>> start PASSAGE
* Documentation bug for __builtin_choose_expr
@ 2004-11-22 8:06 Jamie Lokier
2004-11-22 10:41 ` Joseph S. Myers
` (2 more replies)
0 siblings, 3 replies; 8+ messages in thread
From: Jamie Lokier @ 2004-11-22 8:06 UTC (permalink / raw)
To: gcc
The documentation for __builtin_choose_expr says:
-- Built-in Function: TYPE __builtin_choose_expr (CONST_EXP, EXP1, EXP2)
You can use the built-in function `__builtin_choose_expr' to
evaluate code depending on the value of a constant expression.
This built-in function returns EXP1 if CONST_EXP, which is a
constant expression that must be able to be determined at compile
time, is nonzero. Otherwise it returns 0.
This built-in function is analogous to the `? :' operator in C,
except that the expression returned has its type unaltered by
promotion rules. Also, the built-in function does not evaluate
^^^^^^^^^^^^^^^^^^^^^^^^^^^^^^^^^^^^^^^^^^^^^
the expression that was not chosen. For example, if CONST_EXP
^^^^^^^^^^^^^^^^^^^^^^^^^^^^^^^^^^^^^^^^^^^^^^^^^^^^^^^^^^^^^^
evaluates to true, EXP2 is not evaluated even if it has
^^^^^^^^^^^^^^^^^^^^^^^^^^^^^^^^^^^^^^^^^^^^^^^^^^^^^^^
side-effects.
^^^^^^^^^^^^^
The way this is written implies that the underscored behaviour is
different from the `? :' operator in C.
But the `? :' operator does not evaluate the expression that was not
chosen either. If the condition evaluates to true, EXP2 is not
evaluated in `COND ? EXP1 : EXP2'.
It would be better to replace that paragraph with:
This built-in function is analogous to the `? :' operator in C,
except that the expression returned has its type unaltered by
promotion rules.
If there is some other effect of __builtin_choose_expr, for example if
it were to inhibit compilation or warnings in the unselected branch in
some way, it would be useful to mention that. I don't know of any
such effects. (Inhibiting warnings in the unselected branch and
promising to not expand large inline functions in that branch would be
a useful addition imho).
-- Jamie
^ permalink raw reply [flat|nested] 8+ messages in thread
* Re: Documentation bug for __builtin_choose_expr
2004-11-22 8:06 Documentation bug for __builtin_choose_expr Jamie Lokier
@ 2004-11-22 10:41 ` Joseph S. Myers
2004-11-22 10:42 ` Jamie Lokier
2004-11-22 12:21 ` Andreas Schwab
2004-11-22 20:45 ` Kai Henningsen
2 siblings, 1 reply; 8+ messages in thread
From: Joseph S. Myers @ 2004-11-22 10:41 UTC (permalink / raw)
To: Jamie Lokier; +Cc: gcc
On Mon, 22 Nov 2004, Jamie Lokier wrote:
> The documentation for __builtin_choose_expr says:
>
> -- Built-in Function: TYPE __builtin_choose_expr (CONST_EXP, EXP1, EXP2)
>> end PASSAGE
>> start EXTRACTED RECORDS
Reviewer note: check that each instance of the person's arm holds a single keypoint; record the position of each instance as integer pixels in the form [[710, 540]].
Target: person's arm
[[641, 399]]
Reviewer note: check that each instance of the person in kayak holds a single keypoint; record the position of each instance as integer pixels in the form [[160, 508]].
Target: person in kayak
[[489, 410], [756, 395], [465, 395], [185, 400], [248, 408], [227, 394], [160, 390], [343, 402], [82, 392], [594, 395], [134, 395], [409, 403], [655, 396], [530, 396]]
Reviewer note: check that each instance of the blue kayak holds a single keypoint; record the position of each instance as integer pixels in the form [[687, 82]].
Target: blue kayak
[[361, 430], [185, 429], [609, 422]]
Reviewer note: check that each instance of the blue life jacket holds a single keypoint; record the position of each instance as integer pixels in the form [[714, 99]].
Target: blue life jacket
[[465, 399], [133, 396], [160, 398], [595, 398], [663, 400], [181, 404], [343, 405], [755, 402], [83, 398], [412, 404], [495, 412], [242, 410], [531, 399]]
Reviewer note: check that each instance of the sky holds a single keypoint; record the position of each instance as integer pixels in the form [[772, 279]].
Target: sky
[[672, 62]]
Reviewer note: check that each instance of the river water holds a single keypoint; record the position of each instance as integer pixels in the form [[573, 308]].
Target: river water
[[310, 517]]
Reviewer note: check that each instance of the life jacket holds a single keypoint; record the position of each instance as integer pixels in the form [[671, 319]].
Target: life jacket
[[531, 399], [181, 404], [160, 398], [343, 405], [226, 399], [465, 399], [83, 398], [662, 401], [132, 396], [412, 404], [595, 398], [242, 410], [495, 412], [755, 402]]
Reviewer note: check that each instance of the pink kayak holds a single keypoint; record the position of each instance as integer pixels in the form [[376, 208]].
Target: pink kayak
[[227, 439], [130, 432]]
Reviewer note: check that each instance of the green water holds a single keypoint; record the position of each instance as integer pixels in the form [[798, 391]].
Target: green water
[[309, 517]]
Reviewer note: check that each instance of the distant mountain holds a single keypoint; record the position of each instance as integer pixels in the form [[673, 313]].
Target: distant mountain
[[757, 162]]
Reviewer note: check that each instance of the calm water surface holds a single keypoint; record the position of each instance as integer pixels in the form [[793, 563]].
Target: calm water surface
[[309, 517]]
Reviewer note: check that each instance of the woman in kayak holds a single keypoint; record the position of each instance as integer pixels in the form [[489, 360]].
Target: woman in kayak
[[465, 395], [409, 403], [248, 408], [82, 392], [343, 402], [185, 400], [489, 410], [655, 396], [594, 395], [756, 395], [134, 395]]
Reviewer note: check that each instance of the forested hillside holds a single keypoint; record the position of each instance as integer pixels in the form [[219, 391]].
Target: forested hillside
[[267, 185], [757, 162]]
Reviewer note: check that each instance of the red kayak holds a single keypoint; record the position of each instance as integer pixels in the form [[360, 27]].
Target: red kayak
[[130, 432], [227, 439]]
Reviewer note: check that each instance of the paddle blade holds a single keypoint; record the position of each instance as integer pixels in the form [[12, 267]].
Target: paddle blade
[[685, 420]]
>> end EXTRACTED RECORDS
§ **TASKS**
1 – According to the __builtin_choose_expr thread, what does the documentation say the function returns when CONST_EXP is zero?
2 – Carry the __builtin_choose_expr thread on from its final line.

§ **OUTPUTS IN ORDER**
1 – It returns 0.

2 –
> You can use the built-in function `__builtin_choose_expr' to
> evaluate code depending on the value of a constant expression.
> This built-in function returns EXP1 if CONST_EXP, which is a
> constant expression that must be able to be determined at compile
> time, is nonzero. Otherwise it returns 0.
>
> This built-in function is analogous to the `? :' operator in C,
> except that the expression returned has its type unaltered by
> promotion rules. Also, the built-in function does not evaluate
> ^^^^^^^^^^^^^^^^^^^^^^^^^^^^^^^^^^^^^^^^^^^^^
> the expression that was not chosen. For example, if CONST_EXP
> ^^^^^^^^^^^^^^^^^^^^^^^^^^^^^^^^^^^^^^^^^^^^^^^^^^^^^^^^^^^^^^
> evaluates to true, EXP2 is not evaluated even if it has
> ^^^^^^^^^^^^^^^^^^^^^^^^^^^^^^^^^^^^^^^^^^^^^^^^^^^^^^^
> side-effects.
> ^^^^^^^^^^^^^
>
> The way this is written implies that the underscored behaviour is
> different from the `? :' operator in C.
I'd think the idea is actually to say that it is different from normal
functions (built-in and otherwise), which inevitably evaluate all their
arguments before calling the function. (Although the syntax is that of a
built-in function, the implementation is that of a new keyword
__builtin_choose_expr handled specially in the parser.) Perhaps it should
say "Unlike most built-in functions, but like the ? : operator, ...".
--
Joseph S. Myers http://www.srcf.ucam.org/~jsm28/gcc/
jsm@polyomino.org.uk (personal mail)
joseph@codesourcery.com (CodeSourcery mail)
jsm28@gcc.gnu.org (Bugzilla assignments and CCs)
^ permalink raw reply [flat|nested] 8+ messages in thread
* Re: Documentation bug for __builtin_choose_expr
2004-11-22 10:41 ` Joseph S. Myers
@ 2004-11-22 10:42 ` Jamie Lokier
0 siblings, 0 replies; 8+ messages in thread
From: Jamie Lokier @ 2004-11-22 10:42 UTC (permalink / raw)
To: Joseph S. Myers; +Cc: gcc
Joseph S. Myers wrote:
> Perhaps it should
> say "Unlike most built-in functions, but like the ? : operator, ...".
Yes, I agree.
Here is the whole suggested replacement paragraph:
This built-in function is analogous to the `? :' operator in C,
except that the expression returned has its type unaltered by
promotion rules. Unlike most built-in functions, but like the
`? :' operator, this built-in function does not evaluate the
expression that was not chosen. For example, if CONST_EXP
evaluates to true, EXP2 is not evaluated even if it has
side-effects.
The change is:
Also, the...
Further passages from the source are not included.